[Dataset records]
--- START ---
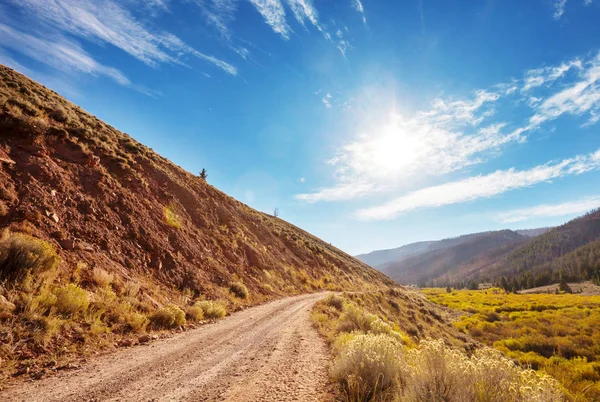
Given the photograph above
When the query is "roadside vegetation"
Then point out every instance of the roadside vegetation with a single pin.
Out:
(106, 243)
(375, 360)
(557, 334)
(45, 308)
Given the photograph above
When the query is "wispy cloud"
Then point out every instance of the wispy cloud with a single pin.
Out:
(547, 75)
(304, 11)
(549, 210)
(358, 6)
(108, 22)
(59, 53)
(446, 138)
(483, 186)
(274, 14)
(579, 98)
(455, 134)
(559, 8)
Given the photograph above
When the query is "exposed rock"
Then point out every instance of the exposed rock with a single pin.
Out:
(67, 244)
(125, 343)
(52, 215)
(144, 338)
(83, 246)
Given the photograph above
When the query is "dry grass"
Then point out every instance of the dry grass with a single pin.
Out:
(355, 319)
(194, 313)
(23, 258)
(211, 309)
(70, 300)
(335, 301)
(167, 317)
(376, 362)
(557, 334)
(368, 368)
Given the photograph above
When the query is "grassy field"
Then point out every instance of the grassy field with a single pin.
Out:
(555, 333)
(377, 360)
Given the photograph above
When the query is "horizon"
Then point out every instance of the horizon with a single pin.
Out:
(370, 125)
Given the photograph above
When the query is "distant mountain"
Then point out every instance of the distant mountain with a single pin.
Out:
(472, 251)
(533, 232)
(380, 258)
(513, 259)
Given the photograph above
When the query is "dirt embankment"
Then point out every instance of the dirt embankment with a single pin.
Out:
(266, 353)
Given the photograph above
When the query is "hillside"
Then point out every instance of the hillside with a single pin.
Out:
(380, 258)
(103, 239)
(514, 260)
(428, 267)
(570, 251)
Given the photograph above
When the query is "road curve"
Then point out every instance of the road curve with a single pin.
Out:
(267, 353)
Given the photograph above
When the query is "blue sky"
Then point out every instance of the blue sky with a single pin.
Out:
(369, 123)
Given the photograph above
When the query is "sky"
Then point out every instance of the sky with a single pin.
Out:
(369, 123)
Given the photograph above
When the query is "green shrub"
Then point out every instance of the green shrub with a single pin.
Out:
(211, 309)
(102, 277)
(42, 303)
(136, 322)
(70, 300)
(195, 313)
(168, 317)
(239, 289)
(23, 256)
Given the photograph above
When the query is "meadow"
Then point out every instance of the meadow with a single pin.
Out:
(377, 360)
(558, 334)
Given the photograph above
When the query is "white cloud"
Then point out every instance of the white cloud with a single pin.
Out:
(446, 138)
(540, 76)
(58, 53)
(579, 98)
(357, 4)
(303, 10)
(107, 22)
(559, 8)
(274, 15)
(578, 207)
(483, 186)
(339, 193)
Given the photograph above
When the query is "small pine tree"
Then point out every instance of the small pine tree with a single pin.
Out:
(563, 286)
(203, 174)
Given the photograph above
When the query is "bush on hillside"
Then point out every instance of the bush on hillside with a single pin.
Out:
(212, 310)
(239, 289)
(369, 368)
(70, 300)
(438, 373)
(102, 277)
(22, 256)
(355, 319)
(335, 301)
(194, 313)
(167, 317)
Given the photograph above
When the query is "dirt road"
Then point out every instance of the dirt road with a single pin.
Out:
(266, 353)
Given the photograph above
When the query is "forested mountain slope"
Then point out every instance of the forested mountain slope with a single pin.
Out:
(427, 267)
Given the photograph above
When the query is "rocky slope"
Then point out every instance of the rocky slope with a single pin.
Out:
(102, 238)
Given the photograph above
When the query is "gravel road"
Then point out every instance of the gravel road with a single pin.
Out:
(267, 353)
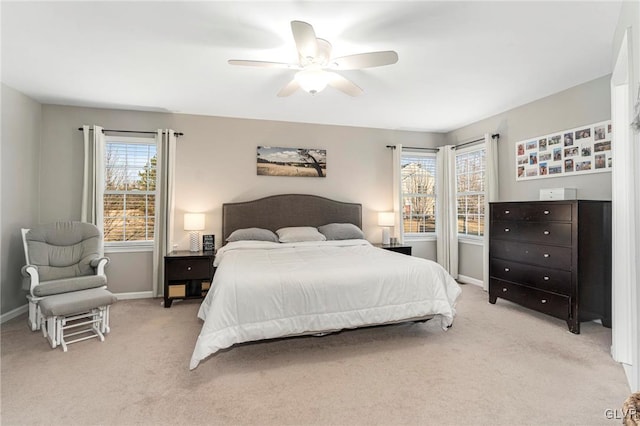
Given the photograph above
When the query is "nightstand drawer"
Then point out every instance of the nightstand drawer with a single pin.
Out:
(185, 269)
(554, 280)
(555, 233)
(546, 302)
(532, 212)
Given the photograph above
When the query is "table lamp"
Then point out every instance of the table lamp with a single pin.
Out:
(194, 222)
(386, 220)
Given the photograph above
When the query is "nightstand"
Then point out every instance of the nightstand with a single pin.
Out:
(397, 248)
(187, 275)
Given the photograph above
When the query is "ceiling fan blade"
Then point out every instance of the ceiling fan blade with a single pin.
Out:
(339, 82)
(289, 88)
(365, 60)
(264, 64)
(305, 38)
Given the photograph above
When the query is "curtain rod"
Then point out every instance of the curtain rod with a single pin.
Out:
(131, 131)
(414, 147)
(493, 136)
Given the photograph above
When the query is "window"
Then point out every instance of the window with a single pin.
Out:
--- END ---
--- START ---
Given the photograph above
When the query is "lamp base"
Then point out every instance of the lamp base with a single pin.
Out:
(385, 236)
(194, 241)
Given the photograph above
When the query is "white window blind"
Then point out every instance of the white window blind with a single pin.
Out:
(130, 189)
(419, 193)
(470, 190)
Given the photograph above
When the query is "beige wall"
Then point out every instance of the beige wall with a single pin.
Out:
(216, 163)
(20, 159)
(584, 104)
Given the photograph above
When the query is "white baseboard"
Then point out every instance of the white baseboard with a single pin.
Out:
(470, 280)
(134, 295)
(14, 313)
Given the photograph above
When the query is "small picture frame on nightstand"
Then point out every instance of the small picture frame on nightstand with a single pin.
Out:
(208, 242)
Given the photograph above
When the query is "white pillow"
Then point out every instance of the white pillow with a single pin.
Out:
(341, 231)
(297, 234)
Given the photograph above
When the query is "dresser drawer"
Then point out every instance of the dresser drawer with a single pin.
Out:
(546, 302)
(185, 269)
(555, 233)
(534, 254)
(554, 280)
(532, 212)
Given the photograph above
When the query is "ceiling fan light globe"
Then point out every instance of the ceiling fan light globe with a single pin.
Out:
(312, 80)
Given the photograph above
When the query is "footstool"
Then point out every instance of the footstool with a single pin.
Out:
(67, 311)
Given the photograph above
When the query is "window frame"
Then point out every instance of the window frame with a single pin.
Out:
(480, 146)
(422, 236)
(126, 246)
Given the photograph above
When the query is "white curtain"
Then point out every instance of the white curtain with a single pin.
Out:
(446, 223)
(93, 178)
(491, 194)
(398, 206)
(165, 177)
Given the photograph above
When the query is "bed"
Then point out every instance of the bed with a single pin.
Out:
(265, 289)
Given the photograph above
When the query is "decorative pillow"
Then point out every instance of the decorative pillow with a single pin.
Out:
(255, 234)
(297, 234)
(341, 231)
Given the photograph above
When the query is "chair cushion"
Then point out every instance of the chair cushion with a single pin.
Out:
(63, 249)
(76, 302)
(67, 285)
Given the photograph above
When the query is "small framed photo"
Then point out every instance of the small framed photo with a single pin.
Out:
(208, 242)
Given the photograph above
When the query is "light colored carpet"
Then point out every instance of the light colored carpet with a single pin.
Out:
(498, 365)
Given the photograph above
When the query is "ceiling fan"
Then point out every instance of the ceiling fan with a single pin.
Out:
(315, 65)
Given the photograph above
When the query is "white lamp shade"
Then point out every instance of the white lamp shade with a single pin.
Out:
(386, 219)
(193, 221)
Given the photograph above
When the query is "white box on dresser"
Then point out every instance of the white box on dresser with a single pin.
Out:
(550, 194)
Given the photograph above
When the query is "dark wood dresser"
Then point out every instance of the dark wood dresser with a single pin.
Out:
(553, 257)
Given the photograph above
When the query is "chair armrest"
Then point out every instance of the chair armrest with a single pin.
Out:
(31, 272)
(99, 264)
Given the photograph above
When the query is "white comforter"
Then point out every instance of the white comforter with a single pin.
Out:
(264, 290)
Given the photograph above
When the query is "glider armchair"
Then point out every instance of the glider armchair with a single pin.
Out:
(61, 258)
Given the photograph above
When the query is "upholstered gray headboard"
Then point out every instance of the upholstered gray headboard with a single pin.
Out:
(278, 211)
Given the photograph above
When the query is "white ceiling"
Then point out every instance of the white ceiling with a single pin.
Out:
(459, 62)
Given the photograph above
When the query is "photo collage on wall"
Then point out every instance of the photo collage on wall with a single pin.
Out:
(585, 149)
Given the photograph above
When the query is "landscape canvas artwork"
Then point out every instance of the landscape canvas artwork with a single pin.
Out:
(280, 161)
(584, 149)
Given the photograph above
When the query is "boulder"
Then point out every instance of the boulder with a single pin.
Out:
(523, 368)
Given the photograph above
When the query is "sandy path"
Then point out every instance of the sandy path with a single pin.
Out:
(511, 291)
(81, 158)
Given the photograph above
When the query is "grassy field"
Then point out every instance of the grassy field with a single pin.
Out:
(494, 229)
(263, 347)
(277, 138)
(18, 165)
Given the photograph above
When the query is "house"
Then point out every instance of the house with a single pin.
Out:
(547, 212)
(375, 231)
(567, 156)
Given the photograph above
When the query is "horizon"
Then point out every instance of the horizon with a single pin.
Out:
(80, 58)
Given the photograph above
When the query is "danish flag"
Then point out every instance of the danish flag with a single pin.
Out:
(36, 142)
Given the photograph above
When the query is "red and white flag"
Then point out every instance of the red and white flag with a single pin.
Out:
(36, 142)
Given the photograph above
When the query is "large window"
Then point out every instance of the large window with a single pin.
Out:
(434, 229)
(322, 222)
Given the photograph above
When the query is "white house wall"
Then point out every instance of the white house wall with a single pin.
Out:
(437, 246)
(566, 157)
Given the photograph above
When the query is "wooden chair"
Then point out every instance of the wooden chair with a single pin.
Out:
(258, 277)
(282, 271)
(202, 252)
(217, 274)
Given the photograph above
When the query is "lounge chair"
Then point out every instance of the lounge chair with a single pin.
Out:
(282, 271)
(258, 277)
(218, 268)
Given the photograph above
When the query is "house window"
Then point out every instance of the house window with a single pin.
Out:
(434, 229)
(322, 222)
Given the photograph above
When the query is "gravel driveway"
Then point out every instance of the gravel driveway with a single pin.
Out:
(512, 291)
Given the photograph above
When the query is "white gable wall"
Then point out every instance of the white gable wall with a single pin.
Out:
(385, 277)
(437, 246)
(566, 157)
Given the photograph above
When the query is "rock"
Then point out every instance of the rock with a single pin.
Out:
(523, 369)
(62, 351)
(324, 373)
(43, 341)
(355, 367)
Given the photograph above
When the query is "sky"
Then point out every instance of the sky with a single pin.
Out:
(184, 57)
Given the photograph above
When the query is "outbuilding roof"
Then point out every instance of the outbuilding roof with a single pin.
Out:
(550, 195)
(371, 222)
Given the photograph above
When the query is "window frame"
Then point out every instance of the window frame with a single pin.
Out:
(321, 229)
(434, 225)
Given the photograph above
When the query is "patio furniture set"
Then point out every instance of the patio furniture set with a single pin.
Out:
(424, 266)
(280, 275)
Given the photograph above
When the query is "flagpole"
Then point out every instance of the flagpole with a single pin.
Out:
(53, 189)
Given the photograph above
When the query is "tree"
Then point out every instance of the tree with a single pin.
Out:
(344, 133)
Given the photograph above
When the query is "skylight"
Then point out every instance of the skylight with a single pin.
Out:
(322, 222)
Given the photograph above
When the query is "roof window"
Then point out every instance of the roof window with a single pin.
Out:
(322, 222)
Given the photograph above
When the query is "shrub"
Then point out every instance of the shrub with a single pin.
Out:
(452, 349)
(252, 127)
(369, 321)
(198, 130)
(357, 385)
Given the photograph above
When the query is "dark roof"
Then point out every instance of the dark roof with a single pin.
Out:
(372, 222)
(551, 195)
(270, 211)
--- END ---
--- START ---
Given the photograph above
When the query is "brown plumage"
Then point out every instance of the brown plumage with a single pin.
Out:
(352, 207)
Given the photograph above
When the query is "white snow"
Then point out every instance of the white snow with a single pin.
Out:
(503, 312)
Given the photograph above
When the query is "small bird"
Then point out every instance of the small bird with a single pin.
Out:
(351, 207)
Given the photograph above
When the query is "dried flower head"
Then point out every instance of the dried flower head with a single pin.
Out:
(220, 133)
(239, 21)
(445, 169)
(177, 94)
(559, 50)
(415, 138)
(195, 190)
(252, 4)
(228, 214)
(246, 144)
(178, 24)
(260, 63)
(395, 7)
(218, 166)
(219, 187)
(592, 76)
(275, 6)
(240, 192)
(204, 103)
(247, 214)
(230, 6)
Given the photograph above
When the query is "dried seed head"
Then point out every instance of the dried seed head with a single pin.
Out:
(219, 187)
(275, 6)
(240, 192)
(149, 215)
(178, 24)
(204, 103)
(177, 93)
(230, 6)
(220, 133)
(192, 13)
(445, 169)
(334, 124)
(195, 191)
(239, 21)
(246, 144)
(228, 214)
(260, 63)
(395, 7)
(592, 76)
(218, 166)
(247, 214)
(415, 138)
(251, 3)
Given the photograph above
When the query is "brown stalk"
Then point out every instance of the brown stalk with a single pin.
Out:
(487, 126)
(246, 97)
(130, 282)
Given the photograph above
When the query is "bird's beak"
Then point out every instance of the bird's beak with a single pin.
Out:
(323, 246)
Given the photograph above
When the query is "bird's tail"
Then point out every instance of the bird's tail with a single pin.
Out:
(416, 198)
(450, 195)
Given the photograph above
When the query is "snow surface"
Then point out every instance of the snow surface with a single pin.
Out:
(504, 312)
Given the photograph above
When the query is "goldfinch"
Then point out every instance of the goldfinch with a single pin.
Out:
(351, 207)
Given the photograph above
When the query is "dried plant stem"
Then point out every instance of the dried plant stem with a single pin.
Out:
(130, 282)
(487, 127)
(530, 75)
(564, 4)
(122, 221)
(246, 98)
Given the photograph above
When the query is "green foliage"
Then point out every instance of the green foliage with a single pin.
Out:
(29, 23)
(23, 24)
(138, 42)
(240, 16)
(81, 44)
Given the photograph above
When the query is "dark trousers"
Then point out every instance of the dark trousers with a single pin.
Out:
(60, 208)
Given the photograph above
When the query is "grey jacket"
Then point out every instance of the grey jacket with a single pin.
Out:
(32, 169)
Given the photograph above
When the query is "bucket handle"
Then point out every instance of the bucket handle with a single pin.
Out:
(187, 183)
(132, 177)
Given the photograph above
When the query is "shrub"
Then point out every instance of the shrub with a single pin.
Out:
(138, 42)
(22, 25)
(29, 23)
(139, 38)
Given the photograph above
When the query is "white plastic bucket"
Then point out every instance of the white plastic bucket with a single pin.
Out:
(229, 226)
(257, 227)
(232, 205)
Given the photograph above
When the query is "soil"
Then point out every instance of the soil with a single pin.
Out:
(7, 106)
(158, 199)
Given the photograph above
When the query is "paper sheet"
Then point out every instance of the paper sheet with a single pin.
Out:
--- END ---
**What needs to be done**.
This exercise requires the lines of the entries containing the string "curtain".

**Task answer**.
When the query is "curtain rod"
Then point out every instance of the curtain rod with a single pin.
When the query is "white curtain"
Then point out every instance of the white curtain with a single pin.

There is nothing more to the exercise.